====== DATA SHOWN
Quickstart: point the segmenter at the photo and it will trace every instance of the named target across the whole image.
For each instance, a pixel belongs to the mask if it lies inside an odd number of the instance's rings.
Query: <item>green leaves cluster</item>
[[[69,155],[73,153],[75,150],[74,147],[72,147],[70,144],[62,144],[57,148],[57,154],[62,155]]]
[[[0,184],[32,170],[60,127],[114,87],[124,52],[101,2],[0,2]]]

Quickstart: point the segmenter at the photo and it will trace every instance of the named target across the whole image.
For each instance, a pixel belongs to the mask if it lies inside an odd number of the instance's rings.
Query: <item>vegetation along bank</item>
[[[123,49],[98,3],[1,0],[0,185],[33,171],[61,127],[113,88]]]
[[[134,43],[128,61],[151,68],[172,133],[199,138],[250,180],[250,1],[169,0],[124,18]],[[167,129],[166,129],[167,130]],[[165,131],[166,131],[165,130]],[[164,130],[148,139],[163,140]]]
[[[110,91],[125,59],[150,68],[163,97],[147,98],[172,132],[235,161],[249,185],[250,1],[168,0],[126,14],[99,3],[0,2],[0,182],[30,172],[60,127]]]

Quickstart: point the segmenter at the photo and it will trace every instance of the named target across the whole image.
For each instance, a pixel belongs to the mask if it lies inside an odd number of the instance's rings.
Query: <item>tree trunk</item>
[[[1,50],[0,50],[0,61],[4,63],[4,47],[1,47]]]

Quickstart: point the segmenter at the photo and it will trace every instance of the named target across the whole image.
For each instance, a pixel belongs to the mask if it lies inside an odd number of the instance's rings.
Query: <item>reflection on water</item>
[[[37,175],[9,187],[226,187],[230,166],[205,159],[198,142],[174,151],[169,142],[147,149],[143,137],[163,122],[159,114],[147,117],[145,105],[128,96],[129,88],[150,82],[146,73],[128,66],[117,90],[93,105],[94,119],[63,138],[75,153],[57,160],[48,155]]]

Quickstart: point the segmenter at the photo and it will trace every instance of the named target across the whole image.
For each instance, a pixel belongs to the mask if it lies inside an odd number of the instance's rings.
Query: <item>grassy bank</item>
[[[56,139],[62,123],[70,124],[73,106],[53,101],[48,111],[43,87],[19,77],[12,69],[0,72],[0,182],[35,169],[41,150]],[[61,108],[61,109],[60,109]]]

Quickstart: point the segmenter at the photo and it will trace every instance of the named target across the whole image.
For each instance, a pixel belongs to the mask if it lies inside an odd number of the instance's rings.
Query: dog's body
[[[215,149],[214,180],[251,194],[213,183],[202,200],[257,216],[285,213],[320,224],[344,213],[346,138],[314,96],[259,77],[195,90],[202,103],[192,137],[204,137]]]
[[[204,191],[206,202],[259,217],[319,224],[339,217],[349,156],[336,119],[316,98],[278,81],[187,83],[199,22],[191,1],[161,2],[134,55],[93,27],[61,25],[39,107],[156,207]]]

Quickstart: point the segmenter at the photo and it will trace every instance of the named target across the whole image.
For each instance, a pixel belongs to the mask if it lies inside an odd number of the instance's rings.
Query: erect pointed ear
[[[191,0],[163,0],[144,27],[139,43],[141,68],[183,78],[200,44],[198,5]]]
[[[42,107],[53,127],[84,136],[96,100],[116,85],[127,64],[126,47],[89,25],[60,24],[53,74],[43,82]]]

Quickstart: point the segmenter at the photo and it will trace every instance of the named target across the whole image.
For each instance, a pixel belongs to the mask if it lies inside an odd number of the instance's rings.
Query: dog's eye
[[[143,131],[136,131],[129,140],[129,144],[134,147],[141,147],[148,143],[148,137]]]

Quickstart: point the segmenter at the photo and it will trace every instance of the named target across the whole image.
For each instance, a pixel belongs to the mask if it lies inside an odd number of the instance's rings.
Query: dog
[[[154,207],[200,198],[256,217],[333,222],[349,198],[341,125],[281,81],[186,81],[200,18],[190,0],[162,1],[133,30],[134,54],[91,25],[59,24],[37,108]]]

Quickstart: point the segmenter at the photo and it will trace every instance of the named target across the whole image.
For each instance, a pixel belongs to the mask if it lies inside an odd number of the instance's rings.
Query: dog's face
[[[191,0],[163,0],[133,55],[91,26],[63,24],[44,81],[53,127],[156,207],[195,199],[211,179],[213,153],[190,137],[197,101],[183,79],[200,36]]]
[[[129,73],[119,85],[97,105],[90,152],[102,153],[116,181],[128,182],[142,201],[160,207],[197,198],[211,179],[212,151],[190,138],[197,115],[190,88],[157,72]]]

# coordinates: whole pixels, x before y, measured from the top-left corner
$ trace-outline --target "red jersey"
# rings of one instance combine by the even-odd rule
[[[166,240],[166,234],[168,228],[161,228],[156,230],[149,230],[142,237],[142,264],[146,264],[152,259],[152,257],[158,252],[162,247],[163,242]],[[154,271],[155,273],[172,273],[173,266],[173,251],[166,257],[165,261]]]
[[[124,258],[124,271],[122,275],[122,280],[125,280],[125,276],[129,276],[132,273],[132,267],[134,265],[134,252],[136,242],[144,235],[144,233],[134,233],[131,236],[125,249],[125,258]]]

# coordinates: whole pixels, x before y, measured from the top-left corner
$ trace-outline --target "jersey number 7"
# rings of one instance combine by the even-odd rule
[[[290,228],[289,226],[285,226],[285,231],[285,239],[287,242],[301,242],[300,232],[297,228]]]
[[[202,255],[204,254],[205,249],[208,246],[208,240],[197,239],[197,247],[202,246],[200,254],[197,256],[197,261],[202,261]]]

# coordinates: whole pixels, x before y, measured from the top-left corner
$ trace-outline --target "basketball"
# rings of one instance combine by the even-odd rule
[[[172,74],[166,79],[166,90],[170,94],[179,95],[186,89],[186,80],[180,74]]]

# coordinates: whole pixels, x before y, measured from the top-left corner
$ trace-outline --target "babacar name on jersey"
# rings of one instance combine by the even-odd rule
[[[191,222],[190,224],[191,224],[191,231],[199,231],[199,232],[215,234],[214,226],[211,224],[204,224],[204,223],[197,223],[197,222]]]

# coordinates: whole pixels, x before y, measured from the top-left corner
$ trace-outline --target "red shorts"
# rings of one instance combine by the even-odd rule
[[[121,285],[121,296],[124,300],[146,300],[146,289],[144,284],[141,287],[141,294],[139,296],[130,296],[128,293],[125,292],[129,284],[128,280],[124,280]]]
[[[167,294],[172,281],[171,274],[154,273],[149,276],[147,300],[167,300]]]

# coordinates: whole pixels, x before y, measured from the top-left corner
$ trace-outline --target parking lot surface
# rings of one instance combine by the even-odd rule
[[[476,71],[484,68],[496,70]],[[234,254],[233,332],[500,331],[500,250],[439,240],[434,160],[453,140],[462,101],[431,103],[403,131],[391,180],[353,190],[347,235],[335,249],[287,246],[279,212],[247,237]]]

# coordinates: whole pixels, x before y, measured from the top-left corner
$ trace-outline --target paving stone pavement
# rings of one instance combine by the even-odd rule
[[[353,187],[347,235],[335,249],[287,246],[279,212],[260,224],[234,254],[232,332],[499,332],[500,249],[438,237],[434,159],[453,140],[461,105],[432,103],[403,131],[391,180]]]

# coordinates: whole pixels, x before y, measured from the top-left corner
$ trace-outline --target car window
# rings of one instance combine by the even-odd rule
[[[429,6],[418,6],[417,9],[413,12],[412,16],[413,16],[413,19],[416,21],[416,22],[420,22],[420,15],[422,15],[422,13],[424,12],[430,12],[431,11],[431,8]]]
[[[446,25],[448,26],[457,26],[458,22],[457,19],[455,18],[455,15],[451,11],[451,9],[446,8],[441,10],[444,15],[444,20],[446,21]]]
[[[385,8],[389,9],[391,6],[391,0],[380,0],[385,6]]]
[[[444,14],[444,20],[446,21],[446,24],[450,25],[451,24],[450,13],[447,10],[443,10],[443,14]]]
============
◆ **TASK**
Look through the records and gather every line containing "outline".

◆ **OUTPUT**
$ trace-outline --target "red jersey"
$ trace-outline --target "jersey number 7"
$ trace-outline --target "basketball"
$ trace-outline --target "babacar name on jersey"
$ trace-outline --target "red shorts"
$ trace-outline --target parking lot surface
$ trace-outline --target paving stone pavement
$ trace-outline --target car window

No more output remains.